- Required work
Set down all of the entries word for word, omitting the images they contain.

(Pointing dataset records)
====

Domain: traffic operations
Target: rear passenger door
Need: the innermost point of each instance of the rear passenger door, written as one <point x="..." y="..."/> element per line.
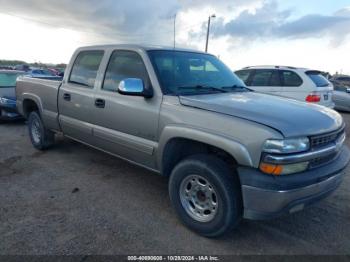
<point x="266" y="81"/>
<point x="76" y="96"/>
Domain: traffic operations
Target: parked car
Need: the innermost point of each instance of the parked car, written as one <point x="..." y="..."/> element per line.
<point x="296" y="83"/>
<point x="341" y="80"/>
<point x="228" y="152"/>
<point x="8" y="108"/>
<point x="23" y="67"/>
<point x="341" y="97"/>
<point x="43" y="74"/>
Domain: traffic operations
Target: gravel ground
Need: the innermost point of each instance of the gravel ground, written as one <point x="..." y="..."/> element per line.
<point x="76" y="200"/>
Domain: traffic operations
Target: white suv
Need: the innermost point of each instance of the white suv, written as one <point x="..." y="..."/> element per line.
<point x="297" y="83"/>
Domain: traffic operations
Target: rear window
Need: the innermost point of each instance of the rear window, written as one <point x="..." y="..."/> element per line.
<point x="85" y="68"/>
<point x="291" y="79"/>
<point x="318" y="79"/>
<point x="8" y="80"/>
<point x="243" y="75"/>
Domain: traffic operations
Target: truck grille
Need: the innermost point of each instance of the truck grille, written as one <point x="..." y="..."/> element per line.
<point x="322" y="141"/>
<point x="326" y="139"/>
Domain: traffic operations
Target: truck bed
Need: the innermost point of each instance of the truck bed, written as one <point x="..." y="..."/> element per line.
<point x="44" y="92"/>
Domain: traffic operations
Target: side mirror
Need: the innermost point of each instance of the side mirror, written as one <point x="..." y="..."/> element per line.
<point x="134" y="87"/>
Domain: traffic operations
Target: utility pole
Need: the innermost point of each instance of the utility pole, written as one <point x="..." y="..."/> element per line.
<point x="208" y="31"/>
<point x="174" y="31"/>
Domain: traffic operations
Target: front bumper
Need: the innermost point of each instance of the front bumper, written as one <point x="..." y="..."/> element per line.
<point x="268" y="196"/>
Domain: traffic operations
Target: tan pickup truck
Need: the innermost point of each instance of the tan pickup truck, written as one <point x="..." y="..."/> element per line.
<point x="229" y="153"/>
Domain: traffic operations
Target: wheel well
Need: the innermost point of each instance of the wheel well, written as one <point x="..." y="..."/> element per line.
<point x="178" y="149"/>
<point x="28" y="107"/>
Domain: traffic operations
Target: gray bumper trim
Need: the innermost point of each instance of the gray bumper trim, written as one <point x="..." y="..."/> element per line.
<point x="261" y="203"/>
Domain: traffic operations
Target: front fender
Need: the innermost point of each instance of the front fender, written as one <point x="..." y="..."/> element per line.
<point x="234" y="148"/>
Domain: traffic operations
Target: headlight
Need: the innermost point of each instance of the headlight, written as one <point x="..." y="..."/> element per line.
<point x="286" y="146"/>
<point x="4" y="100"/>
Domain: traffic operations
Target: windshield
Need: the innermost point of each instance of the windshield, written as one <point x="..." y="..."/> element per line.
<point x="8" y="80"/>
<point x="318" y="79"/>
<point x="187" y="73"/>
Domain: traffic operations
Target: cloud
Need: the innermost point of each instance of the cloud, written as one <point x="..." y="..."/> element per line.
<point x="151" y="21"/>
<point x="268" y="22"/>
<point x="117" y="20"/>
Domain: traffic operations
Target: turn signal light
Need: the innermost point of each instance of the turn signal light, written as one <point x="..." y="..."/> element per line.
<point x="271" y="169"/>
<point x="313" y="98"/>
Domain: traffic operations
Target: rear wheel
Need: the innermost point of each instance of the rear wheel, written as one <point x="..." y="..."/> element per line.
<point x="40" y="137"/>
<point x="206" y="195"/>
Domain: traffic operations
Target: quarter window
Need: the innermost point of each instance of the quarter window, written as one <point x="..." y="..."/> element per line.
<point x="291" y="79"/>
<point x="122" y="65"/>
<point x="85" y="68"/>
<point x="243" y="75"/>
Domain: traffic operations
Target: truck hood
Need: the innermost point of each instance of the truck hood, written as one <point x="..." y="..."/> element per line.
<point x="292" y="118"/>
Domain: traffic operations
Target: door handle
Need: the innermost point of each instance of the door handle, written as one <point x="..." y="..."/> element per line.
<point x="66" y="97"/>
<point x="100" y="103"/>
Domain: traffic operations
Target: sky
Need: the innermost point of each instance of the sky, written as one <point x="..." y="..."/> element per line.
<point x="312" y="34"/>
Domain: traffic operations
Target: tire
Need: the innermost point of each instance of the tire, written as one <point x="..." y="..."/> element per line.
<point x="40" y="137"/>
<point x="225" y="211"/>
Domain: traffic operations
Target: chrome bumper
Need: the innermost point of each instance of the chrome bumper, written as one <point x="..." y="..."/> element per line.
<point x="264" y="203"/>
<point x="267" y="196"/>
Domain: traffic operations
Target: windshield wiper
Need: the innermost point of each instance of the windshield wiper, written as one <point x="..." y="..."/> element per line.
<point x="200" y="87"/>
<point x="237" y="87"/>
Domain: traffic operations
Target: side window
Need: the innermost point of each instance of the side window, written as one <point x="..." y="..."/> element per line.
<point x="85" y="68"/>
<point x="122" y="65"/>
<point x="291" y="79"/>
<point x="262" y="77"/>
<point x="243" y="75"/>
<point x="275" y="79"/>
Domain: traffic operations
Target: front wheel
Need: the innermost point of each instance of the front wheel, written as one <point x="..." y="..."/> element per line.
<point x="206" y="195"/>
<point x="40" y="137"/>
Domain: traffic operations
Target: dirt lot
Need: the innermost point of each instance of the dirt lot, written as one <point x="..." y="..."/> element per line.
<point x="76" y="200"/>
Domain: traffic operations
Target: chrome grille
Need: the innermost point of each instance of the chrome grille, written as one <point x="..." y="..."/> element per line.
<point x="326" y="139"/>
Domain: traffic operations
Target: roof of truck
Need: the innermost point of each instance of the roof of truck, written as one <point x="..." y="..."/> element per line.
<point x="8" y="71"/>
<point x="275" y="67"/>
<point x="143" y="47"/>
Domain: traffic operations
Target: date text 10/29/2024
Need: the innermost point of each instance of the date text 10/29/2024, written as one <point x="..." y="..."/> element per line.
<point x="173" y="258"/>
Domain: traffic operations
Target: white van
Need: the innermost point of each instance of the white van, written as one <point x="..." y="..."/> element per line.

====

- Result of the exercise
Domain: traffic operations
Target: rear passenger door
Need: the innermost point of each instance of the rear passenger door, written as one <point x="..." y="..."/> element per line.
<point x="266" y="81"/>
<point x="76" y="96"/>
Domain: traffic operations
Target: parked car
Need: the innermost point of each instance of the parked car, written as one <point x="..." y="..."/> element per line.
<point x="296" y="83"/>
<point x="341" y="80"/>
<point x="228" y="152"/>
<point x="8" y="108"/>
<point x="23" y="67"/>
<point x="341" y="97"/>
<point x="43" y="74"/>
Domain: traffic operations
Target: gravel ground
Need: the innermost point of each instance of the gravel ground, written as one <point x="..." y="..."/> element per line.
<point x="76" y="200"/>
Domain: traffic operations
Target: white suv
Need: the innermost point of each instance of the white suv, written as one <point x="..." y="..."/> element per line.
<point x="297" y="83"/>
Domain: traffic operations
Target: rear window
Need: the innermost point of each instance of the rear window, written as one <point x="..." y="..."/> element per line.
<point x="85" y="68"/>
<point x="291" y="79"/>
<point x="318" y="79"/>
<point x="8" y="80"/>
<point x="243" y="75"/>
Domain: traffic operations
Target: truck grille
Need: the innermost point of each instance of the truck grille, written as one <point x="..." y="..."/> element per line.
<point x="322" y="141"/>
<point x="326" y="139"/>
Domain: traffic operations
Target: truck bed
Need: the innermost point of each instance of the truck bed, written as one <point x="..." y="..."/> element per line.
<point x="44" y="92"/>
Domain: traffic operations
Target: side mirror
Need: the innermost point of each instance of the side mirror, written as one <point x="..." y="..."/> element per line.
<point x="134" y="87"/>
Domain: traffic operations
Target: utility pole
Need: the innermost point of each instance of the utility pole, written as one <point x="..." y="..."/> element per line.
<point x="208" y="31"/>
<point x="174" y="31"/>
Domain: traffic operations
Target: front bumper
Need: the innermost point of each instance of the front bumper, written as one <point x="..." y="..."/> element per line.
<point x="268" y="196"/>
Domain: traffic operations
Target: tan pickup truck
Need: the innermost point of each instance of the tan pickup truck, written as one <point x="..." y="..."/> element per line.
<point x="229" y="153"/>
Domain: traffic operations
Target: wheel well
Need: the innermost point of each instance of the wheel well, written as one <point x="..." y="..."/> element per line.
<point x="178" y="149"/>
<point x="28" y="107"/>
Domain: traffic operations
Target: gray bumper trim
Need: the innermost point of each instance of the gray bumper trim, written as one <point x="..." y="..."/> element per line.
<point x="261" y="203"/>
Domain: traffic operations
Target: front fender
Need: the innermost point of each instance of the front fender, written as one <point x="..." y="..."/> element per line.
<point x="234" y="148"/>
Domain: traffic operations
Target: headlight
Need: the innermost point of each instance of the headlight, written as one <point x="..." y="..."/> element per line.
<point x="286" y="146"/>
<point x="4" y="100"/>
Domain: traffic operations
Target: windshield
Need: the innermost point of each instance of the windshield, written as one <point x="..." y="..."/> element per line.
<point x="8" y="80"/>
<point x="318" y="79"/>
<point x="187" y="73"/>
Domain: traffic operations
Target: cloud
Need: the innermost point of each instance of the cloud, written as one <point x="..." y="..."/> element per line.
<point x="151" y="21"/>
<point x="268" y="22"/>
<point x="117" y="20"/>
Domain: traffic operations
Target: turn signal light
Need: the innermost point of each instance of the turn signal light, written as one <point x="..." y="..."/> element per line.
<point x="271" y="169"/>
<point x="313" y="98"/>
Domain: traffic operations
Target: rear wheel
Need: the innermost point of each instance of the rear wheel, written as one <point x="..." y="..."/> element per line.
<point x="40" y="137"/>
<point x="206" y="195"/>
Domain: traffic operations
Target: quarter window
Need: the innermost point of each instance of the quarter window, written as one <point x="..." y="..."/> element per line.
<point x="291" y="79"/>
<point x="122" y="65"/>
<point x="85" y="68"/>
<point x="243" y="75"/>
Domain: traffic operations
Target: truck hood
Need: the innermost point of each instance of the truck hood, written as one <point x="..." y="..."/> element per line.
<point x="292" y="118"/>
Domain: traffic operations
Target: door handle
Need: the innermost point of each instance of the door handle, written as one <point x="..." y="..."/> element per line.
<point x="66" y="97"/>
<point x="100" y="103"/>
Domain: traffic operations
Target: sky
Need: the innermost point of each instance of the sky, written as one <point x="..." y="..."/> element per line.
<point x="312" y="34"/>
Domain: traffic operations
Target: tire
Need: the innermost point of each instance of the tire, written as one <point x="..." y="..."/> element per line.
<point x="40" y="137"/>
<point x="225" y="211"/>
Domain: traffic operations
Target: chrome bumper
Need: the innermost point of each instance of the chrome bumper, written as one <point x="..." y="..."/> element per line.
<point x="264" y="203"/>
<point x="267" y="196"/>
Domain: traffic operations
Target: windshield wiper
Need: the innermost point of each instance of the windshield wiper, written as one <point x="..." y="..."/> element per line.
<point x="200" y="87"/>
<point x="237" y="87"/>
Domain: traffic operations
Target: side window
Need: the innermost point of each instance of the side window, written as one <point x="..." y="..."/> element per line.
<point x="85" y="68"/>
<point x="122" y="65"/>
<point x="291" y="79"/>
<point x="262" y="77"/>
<point x="243" y="75"/>
<point x="275" y="79"/>
Domain: traffic operations
Target: front wheel
Need: the innermost point of each instance of the front wheel, written as one <point x="..." y="..."/> element per line.
<point x="206" y="195"/>
<point x="40" y="137"/>
Domain: traffic operations
Target: dirt lot
Need: the innermost point of each instance of the dirt lot, written as one <point x="..." y="..."/> element per line.
<point x="76" y="200"/>
Domain: traffic operations
Target: chrome grille
Need: the innermost point of each instance of the chrome grille, written as one <point x="..." y="..."/> element per line.
<point x="326" y="139"/>
Domain: traffic operations
Target: roof of truck
Need: the innermost point of each instance of the roof of truck, written as one <point x="..." y="..."/> element per line.
<point x="8" y="71"/>
<point x="275" y="67"/>
<point x="143" y="47"/>
Domain: traffic operations
Target: date text 10/29/2024
Need: the innermost point of each instance of the date text 10/29/2024, written as one <point x="..." y="..."/> element per line.
<point x="173" y="258"/>
Domain: traffic operations
Target: white van
Need: the innermost point of each instance of the white van, written as one <point x="..." y="..."/> element per line.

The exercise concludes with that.